YOUR GOAL: From the first line of the records below through the line containing "--fill-mode even-odd", copy everything exactly and nothing more.
── MATERIAL FOR THIS TASK ──
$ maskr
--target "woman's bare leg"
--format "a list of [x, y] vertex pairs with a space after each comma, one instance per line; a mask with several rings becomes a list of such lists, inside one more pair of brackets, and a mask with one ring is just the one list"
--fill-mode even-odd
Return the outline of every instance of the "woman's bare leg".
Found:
───
OUTPUT OF THE TASK:
$ maskr
--target "woman's bare leg"
--format "a list of [x, y] vertex pairs with a space after each comma, one instance per line; a mask with several rings becomes a list of such lists, inside one more pair of brackets, and a mask with one ring is just the one list"
--fill-mode even-odd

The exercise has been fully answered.